■ **Stated problem**
Copy out the lines in the items below starting at the one containing "bud you can see." and ending at the one containing "xmin=67 ymin=176 xmax=130 ymax=219", both included.

Begin Entries provided

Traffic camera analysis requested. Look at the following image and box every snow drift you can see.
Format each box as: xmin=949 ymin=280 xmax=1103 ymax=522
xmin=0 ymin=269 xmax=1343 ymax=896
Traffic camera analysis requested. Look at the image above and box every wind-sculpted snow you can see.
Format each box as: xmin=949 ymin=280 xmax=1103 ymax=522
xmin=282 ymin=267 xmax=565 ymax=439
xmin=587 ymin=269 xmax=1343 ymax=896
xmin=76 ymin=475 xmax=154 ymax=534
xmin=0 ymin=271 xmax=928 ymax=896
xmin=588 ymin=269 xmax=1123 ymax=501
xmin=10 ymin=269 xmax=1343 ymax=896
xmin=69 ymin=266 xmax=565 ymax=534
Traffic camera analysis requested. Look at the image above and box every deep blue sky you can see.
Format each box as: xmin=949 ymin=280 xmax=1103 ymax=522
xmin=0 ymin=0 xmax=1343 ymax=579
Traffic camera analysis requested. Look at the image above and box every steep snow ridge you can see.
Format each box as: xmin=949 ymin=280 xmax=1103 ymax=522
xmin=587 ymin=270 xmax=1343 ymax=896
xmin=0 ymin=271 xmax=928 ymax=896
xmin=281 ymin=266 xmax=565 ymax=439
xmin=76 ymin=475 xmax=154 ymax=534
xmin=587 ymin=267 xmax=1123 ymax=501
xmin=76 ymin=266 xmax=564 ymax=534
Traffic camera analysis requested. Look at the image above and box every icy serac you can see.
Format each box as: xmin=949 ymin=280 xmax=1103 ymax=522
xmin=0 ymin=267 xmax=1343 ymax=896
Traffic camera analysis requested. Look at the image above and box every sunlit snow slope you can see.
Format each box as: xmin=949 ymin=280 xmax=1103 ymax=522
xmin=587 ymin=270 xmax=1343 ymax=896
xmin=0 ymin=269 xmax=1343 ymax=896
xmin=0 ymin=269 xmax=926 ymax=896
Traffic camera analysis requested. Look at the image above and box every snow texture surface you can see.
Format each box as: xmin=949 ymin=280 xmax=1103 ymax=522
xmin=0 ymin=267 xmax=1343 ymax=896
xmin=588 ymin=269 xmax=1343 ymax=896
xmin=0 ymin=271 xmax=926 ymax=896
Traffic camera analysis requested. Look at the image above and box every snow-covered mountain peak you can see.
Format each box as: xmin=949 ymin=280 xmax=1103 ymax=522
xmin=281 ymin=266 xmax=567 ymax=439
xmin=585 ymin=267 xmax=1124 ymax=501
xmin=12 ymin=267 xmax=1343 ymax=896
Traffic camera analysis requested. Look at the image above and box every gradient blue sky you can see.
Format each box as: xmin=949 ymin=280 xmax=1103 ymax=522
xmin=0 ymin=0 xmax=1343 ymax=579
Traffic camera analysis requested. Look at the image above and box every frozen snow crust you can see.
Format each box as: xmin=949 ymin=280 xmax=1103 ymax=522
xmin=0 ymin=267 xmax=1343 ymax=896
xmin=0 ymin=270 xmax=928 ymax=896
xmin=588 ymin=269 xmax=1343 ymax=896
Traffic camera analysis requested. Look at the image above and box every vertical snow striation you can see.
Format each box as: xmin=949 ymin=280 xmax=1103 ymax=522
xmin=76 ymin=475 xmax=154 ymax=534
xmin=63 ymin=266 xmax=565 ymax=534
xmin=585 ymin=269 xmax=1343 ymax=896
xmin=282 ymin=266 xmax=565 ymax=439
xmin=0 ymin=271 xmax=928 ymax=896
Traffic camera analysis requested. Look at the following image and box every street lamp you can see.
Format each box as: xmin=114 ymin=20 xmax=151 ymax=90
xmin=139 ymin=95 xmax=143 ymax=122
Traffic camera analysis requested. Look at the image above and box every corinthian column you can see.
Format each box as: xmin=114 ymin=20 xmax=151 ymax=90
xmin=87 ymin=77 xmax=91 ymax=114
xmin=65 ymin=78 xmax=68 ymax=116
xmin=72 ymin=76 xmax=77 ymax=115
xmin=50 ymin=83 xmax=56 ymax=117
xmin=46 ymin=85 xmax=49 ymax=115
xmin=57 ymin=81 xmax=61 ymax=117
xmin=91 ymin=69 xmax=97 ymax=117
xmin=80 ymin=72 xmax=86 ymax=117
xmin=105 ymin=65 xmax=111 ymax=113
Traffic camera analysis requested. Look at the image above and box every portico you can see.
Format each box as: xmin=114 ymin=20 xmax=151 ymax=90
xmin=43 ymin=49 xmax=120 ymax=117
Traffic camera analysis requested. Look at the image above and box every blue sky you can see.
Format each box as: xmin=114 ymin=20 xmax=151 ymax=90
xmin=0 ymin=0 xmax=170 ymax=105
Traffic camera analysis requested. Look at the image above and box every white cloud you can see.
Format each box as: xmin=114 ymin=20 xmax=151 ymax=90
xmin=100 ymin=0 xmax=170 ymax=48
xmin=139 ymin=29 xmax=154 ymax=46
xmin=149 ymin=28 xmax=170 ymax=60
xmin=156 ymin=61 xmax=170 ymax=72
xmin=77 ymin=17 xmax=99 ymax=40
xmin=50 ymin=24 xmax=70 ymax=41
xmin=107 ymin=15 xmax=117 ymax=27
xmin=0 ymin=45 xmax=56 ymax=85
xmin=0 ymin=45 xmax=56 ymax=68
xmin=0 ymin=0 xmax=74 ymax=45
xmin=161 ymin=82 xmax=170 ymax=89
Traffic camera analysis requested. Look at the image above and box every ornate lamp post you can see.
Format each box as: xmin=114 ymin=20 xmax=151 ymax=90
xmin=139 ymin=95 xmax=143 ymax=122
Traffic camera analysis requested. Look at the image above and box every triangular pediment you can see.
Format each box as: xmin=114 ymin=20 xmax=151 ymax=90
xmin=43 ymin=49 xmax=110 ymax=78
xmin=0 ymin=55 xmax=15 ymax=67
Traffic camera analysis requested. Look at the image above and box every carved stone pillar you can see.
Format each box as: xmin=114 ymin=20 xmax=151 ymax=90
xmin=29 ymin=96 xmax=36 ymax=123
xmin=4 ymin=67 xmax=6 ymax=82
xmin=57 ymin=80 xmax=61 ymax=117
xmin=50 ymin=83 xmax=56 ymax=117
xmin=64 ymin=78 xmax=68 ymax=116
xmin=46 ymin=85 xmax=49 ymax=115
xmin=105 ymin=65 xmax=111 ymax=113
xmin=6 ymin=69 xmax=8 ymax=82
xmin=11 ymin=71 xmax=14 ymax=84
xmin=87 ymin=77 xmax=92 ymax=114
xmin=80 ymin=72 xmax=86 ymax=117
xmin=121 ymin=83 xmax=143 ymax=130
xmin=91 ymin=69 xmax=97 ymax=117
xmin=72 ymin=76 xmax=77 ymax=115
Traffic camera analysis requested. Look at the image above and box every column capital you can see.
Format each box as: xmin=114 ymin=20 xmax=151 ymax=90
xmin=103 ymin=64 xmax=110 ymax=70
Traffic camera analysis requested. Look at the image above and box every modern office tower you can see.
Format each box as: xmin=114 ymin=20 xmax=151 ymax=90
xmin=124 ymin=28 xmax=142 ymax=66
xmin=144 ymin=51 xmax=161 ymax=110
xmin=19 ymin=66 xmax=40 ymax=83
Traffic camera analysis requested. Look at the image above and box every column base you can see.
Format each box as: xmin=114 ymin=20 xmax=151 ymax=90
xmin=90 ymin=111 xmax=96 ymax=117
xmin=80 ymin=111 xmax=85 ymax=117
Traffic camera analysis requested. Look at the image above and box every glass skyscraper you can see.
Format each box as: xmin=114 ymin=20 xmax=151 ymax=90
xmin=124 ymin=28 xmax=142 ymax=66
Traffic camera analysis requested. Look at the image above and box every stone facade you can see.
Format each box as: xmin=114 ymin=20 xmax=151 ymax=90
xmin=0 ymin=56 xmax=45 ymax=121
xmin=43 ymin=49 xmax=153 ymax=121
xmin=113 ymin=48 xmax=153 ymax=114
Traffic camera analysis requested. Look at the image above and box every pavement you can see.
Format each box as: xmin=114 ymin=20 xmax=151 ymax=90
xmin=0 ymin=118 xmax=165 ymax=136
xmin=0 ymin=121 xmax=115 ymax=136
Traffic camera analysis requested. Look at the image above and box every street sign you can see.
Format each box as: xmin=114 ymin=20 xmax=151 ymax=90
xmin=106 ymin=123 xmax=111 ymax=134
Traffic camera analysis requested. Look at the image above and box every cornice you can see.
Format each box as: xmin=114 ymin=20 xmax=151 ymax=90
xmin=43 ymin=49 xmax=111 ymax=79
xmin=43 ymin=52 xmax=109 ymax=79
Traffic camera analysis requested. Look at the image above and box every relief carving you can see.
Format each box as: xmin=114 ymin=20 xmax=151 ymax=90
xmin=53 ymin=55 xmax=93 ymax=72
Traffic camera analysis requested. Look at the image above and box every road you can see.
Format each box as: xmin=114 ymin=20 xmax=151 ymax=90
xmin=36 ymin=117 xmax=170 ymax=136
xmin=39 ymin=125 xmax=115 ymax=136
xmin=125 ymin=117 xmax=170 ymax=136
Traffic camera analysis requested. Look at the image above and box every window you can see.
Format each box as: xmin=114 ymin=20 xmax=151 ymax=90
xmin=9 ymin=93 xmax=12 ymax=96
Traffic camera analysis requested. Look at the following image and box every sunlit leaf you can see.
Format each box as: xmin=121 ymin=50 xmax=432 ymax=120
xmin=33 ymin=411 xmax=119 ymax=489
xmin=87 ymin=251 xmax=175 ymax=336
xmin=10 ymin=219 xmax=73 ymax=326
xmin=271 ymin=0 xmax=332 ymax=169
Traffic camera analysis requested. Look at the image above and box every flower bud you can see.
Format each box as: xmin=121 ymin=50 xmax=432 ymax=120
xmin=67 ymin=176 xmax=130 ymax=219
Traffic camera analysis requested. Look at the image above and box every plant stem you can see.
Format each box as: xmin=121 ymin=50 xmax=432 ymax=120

End Entries provided

■ **Answer to this exercise**
Traffic camera analysis requested. Look at the image above and box every flower bud you can see.
Format each box as: xmin=121 ymin=50 xmax=432 ymax=120
xmin=67 ymin=176 xmax=130 ymax=219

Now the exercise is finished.